Artikel =

Dem Geheimnis auf der Spur:Der Agent mit dem Eispickel

Dem Geheimnis auf der Spur: Die Malerin Frida Kahlo (zweite von links) begrüßt Natalja (links) und Leo Trotzki (zweiter von rechts) bei ihrer Ankunft im Exil in Mexiko.

Die Malerin Frida Kahlo (zweite von links) begrüßt Natalja (links) und Leo Trotzki (zweiter von rechts) bei ihrer Ankunft im Exil in Mexiko.

(Foto: Bettmann Archive)

Tod eines Revolutionärs: Wie Leo Trotzki 1940 in Mexiko erst einen Mordanschlag überlebte, aber dann doch den falschen Leuten vertraute.

Von Christian Mayer

Zwischen Moskau und Mexiko-Stadt liegen mehr als 10 000 Kilometer, und dennoch kann sich Leo Trotzki in seinem neuen Exil keinesfalls sicher sein. Er weiß, dass sein Erzfeind Stalin nicht ruhen wird, bis auch der Letzte aus der alten Garde für immer schweigt. Trotzki gehörte mit Lenin zu den Helden der Oktoberrevolution, seine Lebensgeschichte ist eng verwoben mit der Gründung der Roten Armee und der Sowjetunion, als intellektueller, oft eigensinniger Redner, Agitator und Bestsellerautor genießt er Weltruhm - aber genau das ist sein Problem. Denn der Despot im Kreml duldet keine Abweichungen; bei den großen Schauprozessen 1936 bis 1938 in Moskau hat er die führenden Männer der kommunistischen Bewegung zu absurden Geständnissen gezwungen und einen nach dem anderen zum Tode verurteilen lassen. Nur einer ist noch nicht verstummt: Leo Trotzki.

Im Sommer 1940 lebt er mit seiner Frau Natalja und seinem Enkel Sewa in einer Villa in der Avenida Viena in Coyoacán, dem Künstlerviertel der mexikanischen Hauptstadt. Nach Stationen in der Türkei, in Frankreich und in Norwegen kann er sich hier halbwegs sicher fühlen, er steht unter dem Schutz der Regierung. Das Haus ist mit einem Wachturm und dicken Mauern versehen, im Innenhof halten die Trotzkis Kaninchen und Hühner. Sogar eine elektrische Alarmanlage gibt es. Aber was wissen die Agenten des Kreml, haben sie Zugriff auf seine Briefe, vielleicht sogar auf die Menschen in seinem engsten Umfeld? Sicherheitshalber benutzt Trotzki bei seiner Korrespondenz Pseudonyme, doch sonderlich ängstlich oder übervorsichtig ist er nicht, wie der britische Historiker Robert Service in seiner Biografie schreibt.

Bereitgestellte Angaben =

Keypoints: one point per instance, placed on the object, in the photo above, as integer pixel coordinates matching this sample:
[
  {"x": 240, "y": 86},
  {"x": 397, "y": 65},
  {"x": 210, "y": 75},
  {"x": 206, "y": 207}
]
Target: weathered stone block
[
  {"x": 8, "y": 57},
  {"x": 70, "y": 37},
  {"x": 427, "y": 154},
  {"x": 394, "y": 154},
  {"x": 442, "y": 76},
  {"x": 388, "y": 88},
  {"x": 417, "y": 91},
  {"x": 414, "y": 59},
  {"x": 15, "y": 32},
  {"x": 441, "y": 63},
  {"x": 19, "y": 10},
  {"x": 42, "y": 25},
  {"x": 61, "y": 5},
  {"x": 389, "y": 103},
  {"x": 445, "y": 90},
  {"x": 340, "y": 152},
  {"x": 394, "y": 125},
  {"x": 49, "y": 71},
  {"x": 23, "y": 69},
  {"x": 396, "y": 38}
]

==

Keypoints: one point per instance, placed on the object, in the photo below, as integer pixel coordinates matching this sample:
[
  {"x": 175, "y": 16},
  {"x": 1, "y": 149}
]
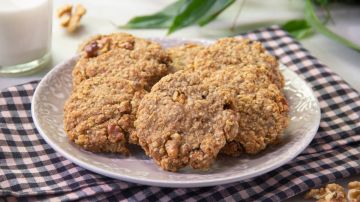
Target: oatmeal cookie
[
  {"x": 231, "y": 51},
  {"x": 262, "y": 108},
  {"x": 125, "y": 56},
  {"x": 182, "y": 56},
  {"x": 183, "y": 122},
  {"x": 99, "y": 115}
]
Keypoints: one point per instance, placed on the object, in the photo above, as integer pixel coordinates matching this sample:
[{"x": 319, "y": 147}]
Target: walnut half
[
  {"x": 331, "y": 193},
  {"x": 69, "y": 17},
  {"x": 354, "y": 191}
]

Ziel = Welche Länder nennt der Artikel als Stationen Trotzkis vor seinem Exil in Mexiko? Zähle alle auf. Die Zeilen werden hier nicht gebraucht.

Lösung = Türkei, Frankreich, Norwegen